**DATA FOR PROCESSING**:
»»

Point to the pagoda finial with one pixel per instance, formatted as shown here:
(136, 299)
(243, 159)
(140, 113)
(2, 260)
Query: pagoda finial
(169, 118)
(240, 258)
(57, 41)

««

**YOUR GOAL**: Print the data above again, line for line, with no changes.

**SOLUTION BELOW**:
Point to the pagoda finial with one pixel per instance, formatted as shown here:
(136, 299)
(243, 159)
(140, 113)
(2, 260)
Query: pagoda finial
(169, 118)
(240, 258)
(57, 41)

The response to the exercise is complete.